Selected extract: Begin

When you go for your morning jog along the Rillito River on these muggy summer mornings, you will have the added benefit of knowing that you are exercising not only your body but also your brain.
“We’ve known for a couple of decades that exercise can improve brain health,” said David Raichlen, associate professor at the UA School of Anthropology. “But we don’t really understand why.”
To answer that question, two University of Arizona researchers, including Raichlen, recently combed through the literature and developed a model that might explain why the physical and mental are so closely connected.
Solving this problem can allow researchers to understand the body-brain connection better and develop exercises specific to the needs of individuals’ bodies, ultimately preventing and managing disorders or diseases that emerge later in life.
Millions of years ago, human ancestors called hominins lived a more sedentary lifestyle in the forests of Africa, plucking nearby fruits when hungry and walking only 1 to 2 kilometers a day.
But about 2 million years ago, the climate shifted and swaths of lush forest became open, dry savannah.
Hominins adapted to the new conditions and transitioned to a hunter-gatherer lifestyle, covering 10 to 15 kilometers of ground a day to forage for food.
The change was not only physical. Hunter-gatherers not only had to move more, but they had to think more creatively, multitask and problem-solve to safely navigate the land and successfully find food.
The simultaneous need to be both physically and mentally agile arose, and within this context, our bodies evolved.
Jog your memory
On your jog, you work out your heart, pump oxygen through your blood and organs and build endurance.
But your brain also coordinates your arms and legs, observes your surroundings, navigates the path, reacts to obstacles and even wanders, focusing on solving problems or what to do after the run.
You engage your body and brain much like hominins did millions of years ago.
“What (the model) suggests is that we are built to be cognitively engaged endurance athletes,” said Gene Alexander, professor of psychology and psychiatry who developed the model with Raich-len.
But if humans do not engage in those ways, then just like the body, the brain can atrophy.
If you don’t exercise, the brain “prunes those neurons that are energetically expensive to maintain.” Raichlen said. “You don’t want to give your brain the signal that it doesn’t need to maintain those links.”
Many past studies have found, for example, that sedentary people show less connectivity and function in the brain, and that exercise might protect against memory loss.
Just the starting line
This model is a tool in many ways.
“If those systems are linked through an evolutionary mechanism,” like the model suggests, Raichlen said, “then we might be able to use that evolutionary mechanism to actually improve people’s response to exercise.”
For example, some people benefit more from exercise than others, but the reasons why still aren’t understood.
But if the model is correct, it can be assumed that it’s because any evolutionary change comes with variation within the species, Raichlen said.
In a more general sense, “This (model) provides a framework that allows us to generate a number of questions that have to be answered,” Alexander said, leading to future research.

Selected extract: End

Copy the article on exercise and the brain, starting with "When you go" and going on through "so closely connected.", but rename "Rillito River" as "Santa Cruz River".

Given data: Begin

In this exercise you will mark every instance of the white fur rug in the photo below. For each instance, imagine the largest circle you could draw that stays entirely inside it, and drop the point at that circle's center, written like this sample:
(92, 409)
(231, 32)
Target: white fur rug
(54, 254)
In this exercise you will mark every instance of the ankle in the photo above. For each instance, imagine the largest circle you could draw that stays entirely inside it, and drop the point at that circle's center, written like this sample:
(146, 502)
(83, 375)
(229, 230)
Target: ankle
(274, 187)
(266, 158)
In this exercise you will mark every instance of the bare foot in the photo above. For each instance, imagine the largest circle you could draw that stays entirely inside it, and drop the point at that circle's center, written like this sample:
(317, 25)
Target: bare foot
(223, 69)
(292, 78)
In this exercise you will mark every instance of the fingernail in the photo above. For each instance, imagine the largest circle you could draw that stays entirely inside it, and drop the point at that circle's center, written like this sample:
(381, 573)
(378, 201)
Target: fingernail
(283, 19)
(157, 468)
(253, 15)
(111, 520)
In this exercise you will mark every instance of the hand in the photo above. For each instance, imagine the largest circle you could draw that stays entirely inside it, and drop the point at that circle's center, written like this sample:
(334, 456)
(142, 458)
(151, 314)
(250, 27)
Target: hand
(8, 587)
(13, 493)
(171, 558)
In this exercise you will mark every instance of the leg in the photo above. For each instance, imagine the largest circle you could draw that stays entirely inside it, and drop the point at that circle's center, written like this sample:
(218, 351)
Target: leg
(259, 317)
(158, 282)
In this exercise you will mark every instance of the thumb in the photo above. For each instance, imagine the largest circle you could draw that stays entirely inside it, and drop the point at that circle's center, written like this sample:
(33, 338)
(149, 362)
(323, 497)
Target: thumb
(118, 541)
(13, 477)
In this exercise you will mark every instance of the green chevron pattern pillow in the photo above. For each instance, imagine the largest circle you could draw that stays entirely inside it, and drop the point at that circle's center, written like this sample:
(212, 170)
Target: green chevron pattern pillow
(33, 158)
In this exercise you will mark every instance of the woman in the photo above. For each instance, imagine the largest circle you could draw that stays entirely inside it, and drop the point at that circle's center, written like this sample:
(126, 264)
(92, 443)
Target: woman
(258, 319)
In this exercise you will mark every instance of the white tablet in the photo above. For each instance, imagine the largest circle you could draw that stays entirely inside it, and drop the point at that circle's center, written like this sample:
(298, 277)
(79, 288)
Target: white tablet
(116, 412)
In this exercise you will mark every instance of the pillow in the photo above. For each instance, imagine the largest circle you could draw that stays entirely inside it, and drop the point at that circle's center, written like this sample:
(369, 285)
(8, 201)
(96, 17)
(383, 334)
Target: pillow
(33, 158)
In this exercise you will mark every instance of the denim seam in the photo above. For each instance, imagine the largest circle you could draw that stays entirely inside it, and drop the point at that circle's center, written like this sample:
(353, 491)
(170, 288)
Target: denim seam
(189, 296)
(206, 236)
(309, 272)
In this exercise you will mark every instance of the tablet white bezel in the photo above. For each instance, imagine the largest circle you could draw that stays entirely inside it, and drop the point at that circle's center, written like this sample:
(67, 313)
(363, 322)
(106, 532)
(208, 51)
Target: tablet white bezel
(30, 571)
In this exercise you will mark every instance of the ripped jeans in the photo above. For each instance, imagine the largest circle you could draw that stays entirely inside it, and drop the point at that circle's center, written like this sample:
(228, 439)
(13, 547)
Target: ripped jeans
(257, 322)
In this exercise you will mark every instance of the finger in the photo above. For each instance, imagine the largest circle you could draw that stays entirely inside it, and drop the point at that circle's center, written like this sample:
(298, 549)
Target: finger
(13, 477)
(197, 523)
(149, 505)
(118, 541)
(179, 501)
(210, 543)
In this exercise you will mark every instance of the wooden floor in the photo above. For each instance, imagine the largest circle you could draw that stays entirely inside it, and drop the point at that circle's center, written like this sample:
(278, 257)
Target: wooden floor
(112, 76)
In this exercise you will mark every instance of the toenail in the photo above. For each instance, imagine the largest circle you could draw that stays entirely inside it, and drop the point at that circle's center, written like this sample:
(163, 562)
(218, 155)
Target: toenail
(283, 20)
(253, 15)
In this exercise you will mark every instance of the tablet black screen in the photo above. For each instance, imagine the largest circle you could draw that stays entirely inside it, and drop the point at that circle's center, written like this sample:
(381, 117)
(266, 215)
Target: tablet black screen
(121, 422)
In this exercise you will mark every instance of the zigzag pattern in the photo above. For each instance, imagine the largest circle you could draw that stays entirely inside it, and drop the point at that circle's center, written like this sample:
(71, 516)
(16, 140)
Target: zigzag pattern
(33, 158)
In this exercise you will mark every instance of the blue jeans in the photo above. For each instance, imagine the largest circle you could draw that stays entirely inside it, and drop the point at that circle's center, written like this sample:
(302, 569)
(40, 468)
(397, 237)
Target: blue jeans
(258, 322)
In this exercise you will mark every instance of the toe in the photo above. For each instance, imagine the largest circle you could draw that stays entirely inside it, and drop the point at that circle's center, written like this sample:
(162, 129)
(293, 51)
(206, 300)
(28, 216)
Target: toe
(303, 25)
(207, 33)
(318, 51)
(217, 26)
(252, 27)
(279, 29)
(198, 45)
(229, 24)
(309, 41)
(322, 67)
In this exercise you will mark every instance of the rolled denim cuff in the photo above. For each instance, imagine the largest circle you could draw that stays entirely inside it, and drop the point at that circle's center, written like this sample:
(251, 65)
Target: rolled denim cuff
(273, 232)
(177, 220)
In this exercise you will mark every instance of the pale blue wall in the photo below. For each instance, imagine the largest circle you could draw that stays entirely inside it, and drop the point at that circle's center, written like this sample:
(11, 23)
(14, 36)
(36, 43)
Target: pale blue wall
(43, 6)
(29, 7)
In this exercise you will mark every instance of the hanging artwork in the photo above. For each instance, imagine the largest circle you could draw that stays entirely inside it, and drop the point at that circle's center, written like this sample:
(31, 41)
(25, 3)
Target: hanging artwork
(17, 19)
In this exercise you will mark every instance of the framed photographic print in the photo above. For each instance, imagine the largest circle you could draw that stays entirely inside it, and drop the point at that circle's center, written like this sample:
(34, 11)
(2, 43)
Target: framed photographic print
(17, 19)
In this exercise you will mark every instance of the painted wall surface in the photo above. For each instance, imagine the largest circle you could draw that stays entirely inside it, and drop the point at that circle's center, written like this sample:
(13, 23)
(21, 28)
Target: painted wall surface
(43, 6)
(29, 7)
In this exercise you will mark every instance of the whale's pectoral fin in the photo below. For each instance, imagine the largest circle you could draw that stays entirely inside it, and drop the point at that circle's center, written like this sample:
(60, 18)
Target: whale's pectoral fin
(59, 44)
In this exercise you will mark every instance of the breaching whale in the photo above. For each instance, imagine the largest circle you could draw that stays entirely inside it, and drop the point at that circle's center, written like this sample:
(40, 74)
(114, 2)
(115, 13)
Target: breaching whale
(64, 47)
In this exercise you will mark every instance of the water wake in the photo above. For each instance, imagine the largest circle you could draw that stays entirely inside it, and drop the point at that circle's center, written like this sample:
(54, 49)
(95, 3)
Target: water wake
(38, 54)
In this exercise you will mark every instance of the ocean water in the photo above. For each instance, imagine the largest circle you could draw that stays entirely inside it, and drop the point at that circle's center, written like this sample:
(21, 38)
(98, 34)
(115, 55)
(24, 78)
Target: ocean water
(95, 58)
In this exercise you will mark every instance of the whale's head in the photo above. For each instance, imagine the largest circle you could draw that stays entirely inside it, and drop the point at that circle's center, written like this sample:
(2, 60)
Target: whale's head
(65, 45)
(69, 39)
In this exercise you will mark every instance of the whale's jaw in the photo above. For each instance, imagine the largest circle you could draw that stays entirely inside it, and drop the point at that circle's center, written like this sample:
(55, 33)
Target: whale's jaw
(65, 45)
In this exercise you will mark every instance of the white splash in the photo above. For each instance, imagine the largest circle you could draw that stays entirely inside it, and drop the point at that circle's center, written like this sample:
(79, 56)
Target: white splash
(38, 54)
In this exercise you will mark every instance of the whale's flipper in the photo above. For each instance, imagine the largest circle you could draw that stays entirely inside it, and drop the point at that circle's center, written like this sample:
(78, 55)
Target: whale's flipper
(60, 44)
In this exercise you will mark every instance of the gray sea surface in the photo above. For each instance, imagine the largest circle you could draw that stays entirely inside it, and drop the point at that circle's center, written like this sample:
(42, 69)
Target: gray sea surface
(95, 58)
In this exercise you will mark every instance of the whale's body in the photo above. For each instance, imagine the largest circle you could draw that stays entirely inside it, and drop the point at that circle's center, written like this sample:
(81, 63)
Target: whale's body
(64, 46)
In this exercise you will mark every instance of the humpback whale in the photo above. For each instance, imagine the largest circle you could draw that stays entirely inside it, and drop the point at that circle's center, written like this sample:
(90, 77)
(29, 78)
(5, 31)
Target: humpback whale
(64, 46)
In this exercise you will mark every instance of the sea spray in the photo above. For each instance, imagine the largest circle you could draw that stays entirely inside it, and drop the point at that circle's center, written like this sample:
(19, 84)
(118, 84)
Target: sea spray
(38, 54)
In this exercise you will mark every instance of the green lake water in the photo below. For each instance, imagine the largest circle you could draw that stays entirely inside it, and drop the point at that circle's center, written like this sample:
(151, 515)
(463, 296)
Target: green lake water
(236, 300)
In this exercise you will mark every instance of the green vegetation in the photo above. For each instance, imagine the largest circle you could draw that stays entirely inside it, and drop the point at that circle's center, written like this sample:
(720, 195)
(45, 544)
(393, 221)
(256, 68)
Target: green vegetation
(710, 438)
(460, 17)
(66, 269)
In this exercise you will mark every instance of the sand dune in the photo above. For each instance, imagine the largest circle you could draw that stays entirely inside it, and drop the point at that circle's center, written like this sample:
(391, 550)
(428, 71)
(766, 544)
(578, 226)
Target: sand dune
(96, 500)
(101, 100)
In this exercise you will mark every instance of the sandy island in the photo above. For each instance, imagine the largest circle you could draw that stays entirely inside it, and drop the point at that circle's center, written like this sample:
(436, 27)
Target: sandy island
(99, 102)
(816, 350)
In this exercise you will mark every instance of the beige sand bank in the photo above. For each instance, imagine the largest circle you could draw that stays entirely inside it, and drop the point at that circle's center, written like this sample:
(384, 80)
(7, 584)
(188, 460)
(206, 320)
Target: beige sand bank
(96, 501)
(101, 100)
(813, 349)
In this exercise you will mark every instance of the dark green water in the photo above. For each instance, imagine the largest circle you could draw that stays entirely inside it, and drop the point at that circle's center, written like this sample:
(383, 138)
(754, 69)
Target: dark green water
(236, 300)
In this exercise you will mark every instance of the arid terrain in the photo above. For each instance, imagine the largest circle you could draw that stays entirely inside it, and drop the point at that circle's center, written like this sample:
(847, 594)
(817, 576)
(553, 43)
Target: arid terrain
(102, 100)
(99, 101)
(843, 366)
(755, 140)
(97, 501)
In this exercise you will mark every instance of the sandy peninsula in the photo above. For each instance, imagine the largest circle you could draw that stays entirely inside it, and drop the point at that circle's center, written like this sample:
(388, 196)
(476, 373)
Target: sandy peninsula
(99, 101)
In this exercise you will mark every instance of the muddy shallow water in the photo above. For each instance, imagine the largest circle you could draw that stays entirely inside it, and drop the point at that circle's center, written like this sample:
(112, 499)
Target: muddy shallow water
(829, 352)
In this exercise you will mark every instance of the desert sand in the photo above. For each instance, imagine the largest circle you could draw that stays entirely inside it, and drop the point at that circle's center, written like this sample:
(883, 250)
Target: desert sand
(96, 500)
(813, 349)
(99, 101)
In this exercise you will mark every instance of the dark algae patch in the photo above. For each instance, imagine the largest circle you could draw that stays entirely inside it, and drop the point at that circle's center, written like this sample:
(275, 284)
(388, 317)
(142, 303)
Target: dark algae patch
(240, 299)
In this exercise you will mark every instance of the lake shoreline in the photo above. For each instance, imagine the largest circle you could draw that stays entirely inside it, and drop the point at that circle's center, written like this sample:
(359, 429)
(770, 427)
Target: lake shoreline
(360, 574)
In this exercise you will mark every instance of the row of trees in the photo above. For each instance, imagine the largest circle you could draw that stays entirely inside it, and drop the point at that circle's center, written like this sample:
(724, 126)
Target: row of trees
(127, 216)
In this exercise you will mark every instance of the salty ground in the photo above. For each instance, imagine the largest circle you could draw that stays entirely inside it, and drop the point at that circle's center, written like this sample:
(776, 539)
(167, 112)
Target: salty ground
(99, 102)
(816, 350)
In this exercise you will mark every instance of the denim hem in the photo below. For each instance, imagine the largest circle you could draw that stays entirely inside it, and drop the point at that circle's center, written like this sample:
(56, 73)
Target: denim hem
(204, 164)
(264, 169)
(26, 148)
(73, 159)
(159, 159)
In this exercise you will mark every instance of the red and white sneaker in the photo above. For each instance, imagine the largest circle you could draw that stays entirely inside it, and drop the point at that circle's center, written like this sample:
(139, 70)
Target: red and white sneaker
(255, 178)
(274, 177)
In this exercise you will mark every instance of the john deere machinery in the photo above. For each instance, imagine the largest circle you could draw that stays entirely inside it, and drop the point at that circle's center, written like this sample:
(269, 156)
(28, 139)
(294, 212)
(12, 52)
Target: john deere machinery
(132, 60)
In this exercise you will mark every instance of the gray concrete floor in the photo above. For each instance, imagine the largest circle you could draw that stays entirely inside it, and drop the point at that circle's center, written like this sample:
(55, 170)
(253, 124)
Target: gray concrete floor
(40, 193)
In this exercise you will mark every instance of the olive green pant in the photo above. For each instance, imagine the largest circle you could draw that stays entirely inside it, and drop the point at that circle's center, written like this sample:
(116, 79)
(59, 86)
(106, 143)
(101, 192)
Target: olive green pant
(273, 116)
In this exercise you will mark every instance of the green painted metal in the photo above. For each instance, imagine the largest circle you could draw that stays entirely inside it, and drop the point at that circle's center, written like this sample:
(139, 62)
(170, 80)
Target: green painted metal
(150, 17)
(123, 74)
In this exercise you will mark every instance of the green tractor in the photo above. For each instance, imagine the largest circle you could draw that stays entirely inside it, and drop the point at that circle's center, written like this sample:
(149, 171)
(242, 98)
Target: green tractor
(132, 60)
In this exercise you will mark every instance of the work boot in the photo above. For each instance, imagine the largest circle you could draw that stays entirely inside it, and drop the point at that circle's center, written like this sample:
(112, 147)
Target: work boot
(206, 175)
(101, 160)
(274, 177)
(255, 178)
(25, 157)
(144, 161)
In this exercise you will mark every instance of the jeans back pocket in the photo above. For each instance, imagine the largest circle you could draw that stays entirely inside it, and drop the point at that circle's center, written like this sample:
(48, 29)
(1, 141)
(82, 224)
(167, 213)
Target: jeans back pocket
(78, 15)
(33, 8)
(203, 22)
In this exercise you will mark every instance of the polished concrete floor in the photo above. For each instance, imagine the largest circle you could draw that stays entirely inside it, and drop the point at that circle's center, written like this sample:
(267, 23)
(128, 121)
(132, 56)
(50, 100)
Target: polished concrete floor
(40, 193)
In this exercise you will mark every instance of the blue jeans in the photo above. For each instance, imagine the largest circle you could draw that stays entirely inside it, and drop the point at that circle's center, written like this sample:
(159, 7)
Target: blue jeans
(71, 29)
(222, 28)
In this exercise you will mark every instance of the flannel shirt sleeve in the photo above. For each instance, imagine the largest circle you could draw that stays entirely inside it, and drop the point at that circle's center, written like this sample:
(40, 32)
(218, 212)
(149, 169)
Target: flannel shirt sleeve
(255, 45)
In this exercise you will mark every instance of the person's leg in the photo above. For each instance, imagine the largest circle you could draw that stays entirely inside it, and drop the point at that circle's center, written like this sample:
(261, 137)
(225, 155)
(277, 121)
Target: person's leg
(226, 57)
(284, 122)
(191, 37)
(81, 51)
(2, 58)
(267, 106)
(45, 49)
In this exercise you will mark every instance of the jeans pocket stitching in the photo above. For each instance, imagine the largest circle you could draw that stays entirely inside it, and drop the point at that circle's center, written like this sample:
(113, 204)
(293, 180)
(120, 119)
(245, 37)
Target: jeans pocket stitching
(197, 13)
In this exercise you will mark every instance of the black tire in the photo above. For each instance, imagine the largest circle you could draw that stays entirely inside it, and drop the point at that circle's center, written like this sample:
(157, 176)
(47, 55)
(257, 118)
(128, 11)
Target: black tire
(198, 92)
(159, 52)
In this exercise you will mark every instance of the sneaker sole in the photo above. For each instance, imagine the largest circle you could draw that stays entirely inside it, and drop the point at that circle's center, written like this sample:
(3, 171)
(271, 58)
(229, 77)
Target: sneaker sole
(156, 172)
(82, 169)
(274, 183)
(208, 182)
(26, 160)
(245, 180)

Given data: End

Solved exercise —
When you go for your morning jog along the Santa Cruz River on these muggy summer mornings, you will have the added benefit of knowing that you are exercising not only your body but also your brain.
“We’ve known for a couple of decades that exercise can improve brain health,” said David Raichlen, associate professor at the UA School of Anthropology. “But we don’t really understand why.”
To answer that question, two University of Arizona researchers, including Raichlen, recently combed through the literature and developed a model that might explain why the physical and mental are so closely connected.